Reproduce every line of the records below, requests included, rescaling each point coordinate in the answers by 1.9 and rounding to the nearest whole number, with halves rounded up. Leave the numbers in the requests and their format samples unchanged.
+ + + + + + +
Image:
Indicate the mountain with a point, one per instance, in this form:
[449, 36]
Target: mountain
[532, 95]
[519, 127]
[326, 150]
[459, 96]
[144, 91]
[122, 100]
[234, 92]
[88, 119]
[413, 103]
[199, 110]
+ + + + + + +
• Problem solution
Image:
Indicate the mountain with a point, one per instance, in this form:
[449, 36]
Target: mountain
[1011, 181]
[986, 241]
[619, 285]
[872, 182]
[274, 173]
[232, 190]
[445, 175]
[167, 226]
[785, 196]
[378, 209]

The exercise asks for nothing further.